--- start of RECORDS SUPPLIED ---

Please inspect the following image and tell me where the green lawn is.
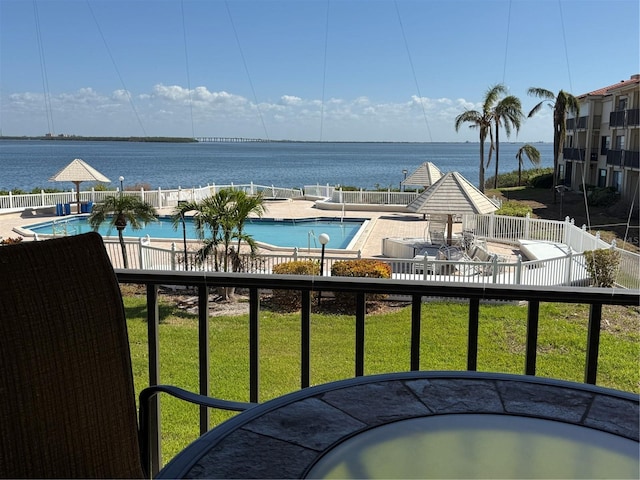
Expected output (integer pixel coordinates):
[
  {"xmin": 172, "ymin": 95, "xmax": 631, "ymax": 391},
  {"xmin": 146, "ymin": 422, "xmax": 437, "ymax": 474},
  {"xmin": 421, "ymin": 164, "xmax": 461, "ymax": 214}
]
[{"xmin": 125, "ymin": 296, "xmax": 640, "ymax": 462}]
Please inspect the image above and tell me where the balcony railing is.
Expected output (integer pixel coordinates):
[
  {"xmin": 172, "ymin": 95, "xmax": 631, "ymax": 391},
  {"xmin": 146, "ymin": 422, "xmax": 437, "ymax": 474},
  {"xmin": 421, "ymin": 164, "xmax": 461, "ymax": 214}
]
[
  {"xmin": 609, "ymin": 110, "xmax": 626, "ymax": 127},
  {"xmin": 562, "ymin": 147, "xmax": 586, "ymax": 162},
  {"xmin": 622, "ymin": 150, "xmax": 640, "ymax": 168},
  {"xmin": 607, "ymin": 150, "xmax": 622, "ymax": 166},
  {"xmin": 609, "ymin": 108, "xmax": 640, "ymax": 128},
  {"xmin": 117, "ymin": 270, "xmax": 638, "ymax": 472}
]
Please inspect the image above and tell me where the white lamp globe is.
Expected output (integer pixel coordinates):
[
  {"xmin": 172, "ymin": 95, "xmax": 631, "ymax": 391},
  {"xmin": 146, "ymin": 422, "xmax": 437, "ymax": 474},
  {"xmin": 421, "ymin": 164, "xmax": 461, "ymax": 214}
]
[{"xmin": 318, "ymin": 233, "xmax": 330, "ymax": 245}]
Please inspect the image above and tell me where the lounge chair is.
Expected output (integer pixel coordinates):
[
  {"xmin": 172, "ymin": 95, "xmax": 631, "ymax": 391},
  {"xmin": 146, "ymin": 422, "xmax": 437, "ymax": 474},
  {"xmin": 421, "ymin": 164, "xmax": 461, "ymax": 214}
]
[{"xmin": 0, "ymin": 233, "xmax": 251, "ymax": 478}]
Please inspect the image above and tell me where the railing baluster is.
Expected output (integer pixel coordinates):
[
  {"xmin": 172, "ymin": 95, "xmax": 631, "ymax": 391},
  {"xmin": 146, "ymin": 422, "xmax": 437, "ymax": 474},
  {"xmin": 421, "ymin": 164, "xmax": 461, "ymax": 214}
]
[
  {"xmin": 356, "ymin": 292, "xmax": 367, "ymax": 377},
  {"xmin": 147, "ymin": 284, "xmax": 162, "ymax": 477},
  {"xmin": 300, "ymin": 290, "xmax": 311, "ymax": 388},
  {"xmin": 467, "ymin": 298, "xmax": 480, "ymax": 372},
  {"xmin": 524, "ymin": 300, "xmax": 540, "ymax": 375},
  {"xmin": 198, "ymin": 285, "xmax": 210, "ymax": 435},
  {"xmin": 249, "ymin": 287, "xmax": 260, "ymax": 403},
  {"xmin": 584, "ymin": 303, "xmax": 602, "ymax": 385},
  {"xmin": 411, "ymin": 295, "xmax": 422, "ymax": 371}
]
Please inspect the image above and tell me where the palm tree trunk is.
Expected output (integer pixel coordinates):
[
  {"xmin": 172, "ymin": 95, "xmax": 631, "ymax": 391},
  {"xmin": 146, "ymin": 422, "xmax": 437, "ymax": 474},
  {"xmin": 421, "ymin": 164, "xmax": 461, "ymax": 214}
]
[
  {"xmin": 493, "ymin": 122, "xmax": 500, "ymax": 189},
  {"xmin": 118, "ymin": 229, "xmax": 129, "ymax": 268},
  {"xmin": 479, "ymin": 139, "xmax": 484, "ymax": 193}
]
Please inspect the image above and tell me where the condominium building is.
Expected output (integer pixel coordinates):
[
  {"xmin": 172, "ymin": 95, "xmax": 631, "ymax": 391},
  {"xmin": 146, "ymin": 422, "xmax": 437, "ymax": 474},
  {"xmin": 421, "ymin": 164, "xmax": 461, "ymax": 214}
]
[{"xmin": 559, "ymin": 74, "xmax": 640, "ymax": 202}]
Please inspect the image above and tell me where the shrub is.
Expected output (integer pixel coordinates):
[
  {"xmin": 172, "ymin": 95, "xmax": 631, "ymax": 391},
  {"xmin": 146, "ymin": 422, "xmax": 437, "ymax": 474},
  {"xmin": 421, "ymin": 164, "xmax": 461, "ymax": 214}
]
[
  {"xmin": 272, "ymin": 260, "xmax": 320, "ymax": 312},
  {"xmin": 331, "ymin": 259, "xmax": 391, "ymax": 309},
  {"xmin": 496, "ymin": 200, "xmax": 533, "ymax": 217},
  {"xmin": 0, "ymin": 237, "xmax": 22, "ymax": 245},
  {"xmin": 584, "ymin": 248, "xmax": 620, "ymax": 287},
  {"xmin": 527, "ymin": 172, "xmax": 554, "ymax": 188},
  {"xmin": 587, "ymin": 187, "xmax": 619, "ymax": 207}
]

--- end of RECORDS SUPPLIED ---

List each line of the records above that contains the word "image". Case counts.

EXERCISE RESULT |
Please inspect the following image and tell me where the green lawn is.
Please inspect the image above and tell me where the balcony railing is.
Please inspect the image above and tell me where the white lamp globe is.
Please inspect the image above and tell me where the lounge chair is.
Please inspect the image above and tell me where the railing baluster is.
Please inspect the image above and tell me where the palm tree trunk is.
Please inspect the image above and tell me where the condominium building is.
Please inspect the image above and tell me where the shrub is.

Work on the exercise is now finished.